# [Article]
========================================================================
DETAILED DESCRIPTION OF THE PREFRRED EMBODIMENTS
[0017] Now, with reference to the accompanying drawings, the
description will be made of the embodiments in accordance with the
present invention.
[0018] At first, FIG. 1 to FIG. 3 are views which illustrate
schematically the structure of a recording apparatus in accordance
with the present invention. FIG. 1 is a perspective view which
shows the entire structure of the recording apparatus embodying the
present invention. FIG. 2 is a front view of the recording
apparatus. FIG. 3 is a side sectional view of the recording
apparatus.
[0019] The recording apparatus 1 of the present embodiment
comprises a sheet feeding portion 2 that automatically feeds a
recording sheet P serving as a recording medium to the interior of
the recording apparatus 1; a sheet conveying portion 3 that further
conveys the recording sheet P fed to the interior of the recording
apparatus 1; and a sheet expelling portion 4 that expels the
recording sheet P conveyed by the sheet conveying portion 3 to the
outside of the recording apparatus 1. The recording apparatus 1
comprises a carriage portion 5 that includes a carriage 50
reciprocating along a guide shaft 81 in the direction (main
scanning direction) intersecting the conveying direction of the
recording sheet P (sub-scanning direction), and a cleaning portion
6 that cleans the ink discharge surface of an ink jet recording
head 7 (see FIG. 2) mounted on the carriage 50.
[0020] Hereunder, the description will be made of the outlines of
these structures one by one.
========================================================================
# [Records shown]
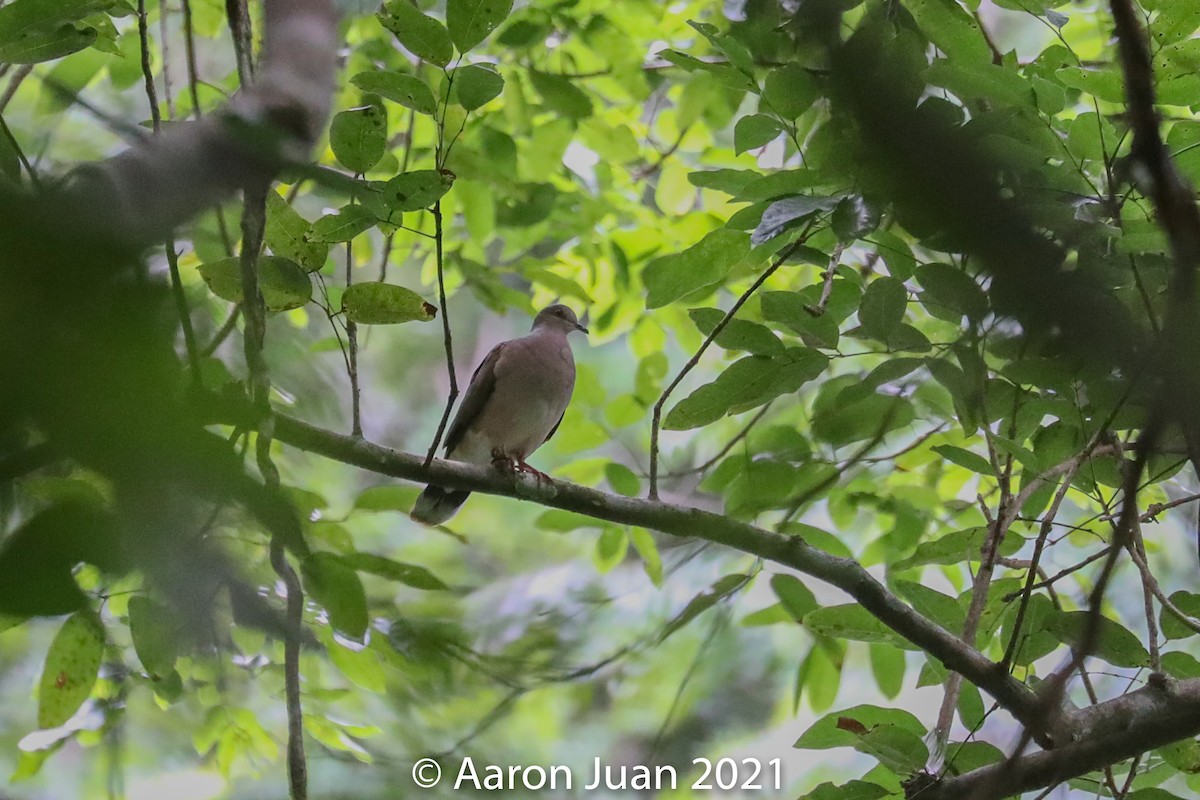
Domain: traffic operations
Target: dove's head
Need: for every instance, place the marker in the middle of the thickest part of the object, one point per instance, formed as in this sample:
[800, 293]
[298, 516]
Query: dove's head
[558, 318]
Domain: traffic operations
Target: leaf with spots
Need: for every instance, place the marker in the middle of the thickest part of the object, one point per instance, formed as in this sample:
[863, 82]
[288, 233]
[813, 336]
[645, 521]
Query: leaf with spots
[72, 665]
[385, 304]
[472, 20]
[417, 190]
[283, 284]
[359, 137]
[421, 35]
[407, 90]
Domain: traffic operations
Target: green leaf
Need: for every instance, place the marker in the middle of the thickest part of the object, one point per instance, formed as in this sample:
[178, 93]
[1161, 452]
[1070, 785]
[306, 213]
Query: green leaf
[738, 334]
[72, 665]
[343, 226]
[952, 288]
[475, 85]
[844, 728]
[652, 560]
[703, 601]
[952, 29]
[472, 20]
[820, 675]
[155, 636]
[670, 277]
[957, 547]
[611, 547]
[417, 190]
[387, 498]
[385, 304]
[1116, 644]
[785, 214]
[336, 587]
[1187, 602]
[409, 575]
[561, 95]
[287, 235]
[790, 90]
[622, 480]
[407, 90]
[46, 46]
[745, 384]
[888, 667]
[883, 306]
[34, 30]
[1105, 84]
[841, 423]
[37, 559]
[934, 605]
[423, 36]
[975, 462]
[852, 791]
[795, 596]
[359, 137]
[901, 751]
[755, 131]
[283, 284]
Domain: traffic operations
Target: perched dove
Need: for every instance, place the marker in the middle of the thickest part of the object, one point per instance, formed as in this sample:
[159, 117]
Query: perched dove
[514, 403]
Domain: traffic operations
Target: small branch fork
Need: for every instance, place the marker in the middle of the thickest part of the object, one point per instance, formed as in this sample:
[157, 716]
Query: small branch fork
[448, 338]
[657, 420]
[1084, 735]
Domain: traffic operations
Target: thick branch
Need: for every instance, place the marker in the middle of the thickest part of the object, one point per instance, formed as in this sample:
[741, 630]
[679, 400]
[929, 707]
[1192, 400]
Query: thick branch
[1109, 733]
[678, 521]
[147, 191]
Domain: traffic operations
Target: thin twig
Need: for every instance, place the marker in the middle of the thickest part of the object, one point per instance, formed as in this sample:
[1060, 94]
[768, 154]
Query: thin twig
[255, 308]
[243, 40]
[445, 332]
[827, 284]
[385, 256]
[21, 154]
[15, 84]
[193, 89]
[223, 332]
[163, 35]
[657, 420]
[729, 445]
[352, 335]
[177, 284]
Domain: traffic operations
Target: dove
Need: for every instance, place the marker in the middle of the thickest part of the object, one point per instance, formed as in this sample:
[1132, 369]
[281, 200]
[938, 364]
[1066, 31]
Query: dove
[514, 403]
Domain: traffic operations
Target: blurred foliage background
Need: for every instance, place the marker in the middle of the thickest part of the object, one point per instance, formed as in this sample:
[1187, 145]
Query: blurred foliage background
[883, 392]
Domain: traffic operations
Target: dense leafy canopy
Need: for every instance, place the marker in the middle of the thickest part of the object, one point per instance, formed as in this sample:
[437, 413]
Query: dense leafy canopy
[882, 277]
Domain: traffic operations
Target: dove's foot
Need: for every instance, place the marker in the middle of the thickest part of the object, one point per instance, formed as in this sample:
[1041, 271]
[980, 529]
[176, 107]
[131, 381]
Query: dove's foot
========================================================================
# [What this exercise asks]
A: In the recording apparatus description, what kind of view does FIG. 3 show?
B: Can you turn the paragraph of the recording apparatus description that begins "The recording apparatus 1 of the present embodiment" into a bulleted list of the apparatus's portions and what each does?
C: How would you put this sentence from the recording apparatus description into German: "FIG. 2 is a front view of the recording apparatus."

# [Solutions to the problems]
A: A side sectional view of the recording apparatus.

B:
- Sheet feeding portion 2: automatically feeds recording sheet P, the recording medium, into the apparatus.
- Sheet conveying portion 3: conveys the fed recording sheet P further inside the apparatus.
- Sheet expelling portion 4: expels the conveyed recording sheet P out of the apparatus.
- Carriage portion 5: includes carriage 50, which reciprocates along guide shaft 81 in the main scanning direction, crossing the sheet's conveying (sub-scanning) direction.
- Cleaning portion 6: cleans the ink discharge surface of ink jet recording head 7, which is mounted on carriage 50 (see FIG. 2).

C: FIG. 2 ist eine Vorderansicht der Aufzeichnungsvorrichtung.